== ВОПРОСЫ ПО МАТЕРИАЛУ ==
a. Перечислите в порядке появления все годы и десятилетия, которые упоминаются в тексте о трактате Руссо.
b. Выведите без изменений фрагмент текста о трактате Руссо: начните с места, где стоят слова «Текст: Григорий Ревзин», и остановитесь после слов «и что из этого получалось.».

== ИСХОДНЫЙ ТЕКСТ ==
_____

Бегство от ума

Как трактат Руссо «Об общественном договоре» освободил человека от субъектности

Хотя теорию общественного договора обосновали Томас Гоббс в «Левиафане» (1651) и Джон Локк в «Двух трактатах о правлении» (1689), и это не была утопия, пожалуй, для части человечества отцом идеи договора является именно Руссо. Правда, у Локка и у него общество договаривается о разном. «Начиная с Руссо те, кто рассматривали себя как реформаторов, разделились на две группы: тех, кто стал последователем Руссо, и тех, кто стал последователем Локка. Иногда они сотрудничали, и многие не видели несовместимости их взглядов. Но постепенно эта несовместимость стала совершенно очевидной. К настоящему времени Гитлер представляет результат руссоистских тенденций, а Рузвельт — локковских»,— пишет Бертран Рассел (это текст 1945 года).

Текст: Григорий Ревзин

Франсуа Герен. «Портрет Жан-Жака Руссо» (фрагмент), 1760-е

Франсуа Герен. «Портрет Жан-Жака Руссо» (фрагмент), 1760-е

Фото: Nicholas Bagshawe Fine Art, London

Франсуа Герен. «Портрет Жан-Жака Руссо» (фрагмент), 1760-е

Фото: Nicholas Bagshawe Fine Art, London

Этот текст — часть проекта «Оправдание утопии», в котором Григорий Ревзин рассказывает о том, какие утопические поселения придумывали люди на протяжении истории и что из этого получалось.

_____

== ПЕРЕЧЕНЬ ЗАПИСЕЙ ==
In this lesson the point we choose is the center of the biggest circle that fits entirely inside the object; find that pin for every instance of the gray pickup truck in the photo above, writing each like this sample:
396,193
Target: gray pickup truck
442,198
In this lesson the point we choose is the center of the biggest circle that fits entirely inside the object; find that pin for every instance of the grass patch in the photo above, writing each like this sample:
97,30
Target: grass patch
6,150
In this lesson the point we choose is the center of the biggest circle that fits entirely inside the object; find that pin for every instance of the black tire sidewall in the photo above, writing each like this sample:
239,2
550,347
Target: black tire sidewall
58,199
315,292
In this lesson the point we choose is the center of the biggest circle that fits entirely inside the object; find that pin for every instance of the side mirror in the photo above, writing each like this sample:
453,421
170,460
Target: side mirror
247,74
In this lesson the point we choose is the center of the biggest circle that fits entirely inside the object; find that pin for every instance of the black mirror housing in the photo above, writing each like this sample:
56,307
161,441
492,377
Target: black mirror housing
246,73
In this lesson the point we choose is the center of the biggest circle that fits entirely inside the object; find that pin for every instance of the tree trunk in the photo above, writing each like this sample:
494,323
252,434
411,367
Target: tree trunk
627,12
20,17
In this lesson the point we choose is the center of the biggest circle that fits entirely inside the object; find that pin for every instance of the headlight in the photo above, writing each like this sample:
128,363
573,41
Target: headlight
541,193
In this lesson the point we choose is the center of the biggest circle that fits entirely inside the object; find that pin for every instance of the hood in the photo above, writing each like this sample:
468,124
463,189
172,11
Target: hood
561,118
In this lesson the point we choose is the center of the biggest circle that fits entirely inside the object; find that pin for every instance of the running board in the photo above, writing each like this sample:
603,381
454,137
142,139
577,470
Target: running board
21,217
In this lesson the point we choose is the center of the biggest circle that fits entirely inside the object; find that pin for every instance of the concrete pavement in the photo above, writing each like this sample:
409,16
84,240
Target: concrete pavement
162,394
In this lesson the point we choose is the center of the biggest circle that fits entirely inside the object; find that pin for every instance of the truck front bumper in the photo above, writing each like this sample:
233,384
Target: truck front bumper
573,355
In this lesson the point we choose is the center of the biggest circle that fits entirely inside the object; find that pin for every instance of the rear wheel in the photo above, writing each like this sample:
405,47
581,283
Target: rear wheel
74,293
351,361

_____

== ОТВЕТЫ НА ЗАДАНИЯ ==
a. 1651, 1689, 1945, 1760-е

b.
Текст: Григорий Ревзин

Франсуа Герен. «Портрет Жан-Жака Руссо» (фрагмент), 1760-е

Франсуа Герен. «Портрет Жан-Жака Руссо» (фрагмент), 1760-е

Фото: Nicholas Bagshawe Fine Art, London

Франсуа Герен. «Портрет Жан-Жака Руссо» (фрагмент), 1760-е

Фото: Nicholas Bagshawe Fine Art, London

Этот текст — часть проекта «Оправдание утопии», в котором Григорий Ревзин рассказывает о том, какие утопические поселения придумывали люди на протяжении истории и что из этого получалось.